Space formerly devoted to department stores will be devoted to new types of business, and demand is expected to be high.

He says: “[Department stores] are usually in great locations in these flagship destinations and we’ve highlighted the alternative destinations we will be pivoting towards – those more differentiated brands in both fashion and consumer, and more SMBs and leisure.”

Bourgeois says Hammerson is making fewer deals with high-street fashion retailers, while others have been hit by CVAs.

“There is certainly an element of Darwinian evolution going on in retail and we all know the brands that have entered CVAs and that is at the heart of the pivot away,” says Bourgeois. “I think that will continue; there will always be CVAs and administrations.”

Nevertheless, Hammerson is still signing deals with high-street fashion brands with strong propositions including Bershka, & Other Stories, Vans and Mango.

:: Tasks for this exercise ::
1. Answer these questions from the excerpt on Hammerson's retail strategy:
(a) What will take the place of the space formerly devoted to department stores?
(b) What kind of deals does Bourgeois say Hammerson is making fewer of?
(c) Which high-street fashion brands does Hammerson still sign deals with?
2. Carry on the excerpt about Hammerson's retail strategy, starting right after its last sentence.
The data that follow have no connection to the excerpt on Hammerson's retail strategy.

:: Available data ::
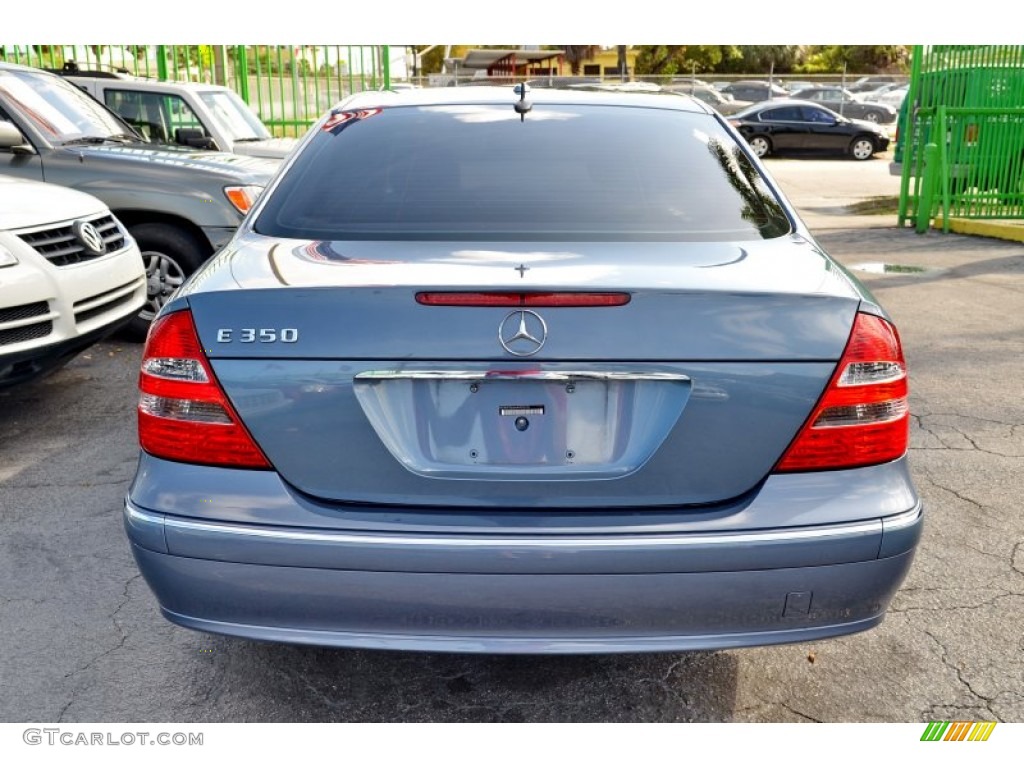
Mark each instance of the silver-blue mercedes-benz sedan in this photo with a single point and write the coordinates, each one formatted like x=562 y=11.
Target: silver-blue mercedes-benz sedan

:: Answers to the problems ::
1.
(a) New types of business, for which demand is expected to be high.
(b) Deals with high-street fashion retailers.
(c) Bershka, & Other Stories, Vans and Mango.

2.
Digitalisation

As part of a renewed focus on operational excellence Hammerson will also devote more resources to a “sophisticated” digital offer that will complement the bricks-and-mortar element of its business

Hammerson has already dabbled in the space with a visual search ‘style seeker’ tool that allows users to take a picture of a piece of clothing and discover similar alternatives stocked in the mall.

Brent Cross shopping centre

Brent Cross Shopping Centre

New digital initiatives include an exploration of voice and frictionless payment technology. Voice will be used in car parks as a way to aid navigaton and paying without having to visit a machine.

“Frictionless payment is an interesting one we are starting to look at – the principle being that with partner retailers you can pay through that app and have your goods delivered to your car a short time afterwards at a time of your choice,” says Bourgeois.

Hammerson is also introducing chatbots on its website and exploring tech-based loyalty schemes as an effort to improve customer experience.

Alongside focusing on digital innovation, Hammerson is lobbying on business rates to ensure physical retail is playing on a level field with ecommerce giants.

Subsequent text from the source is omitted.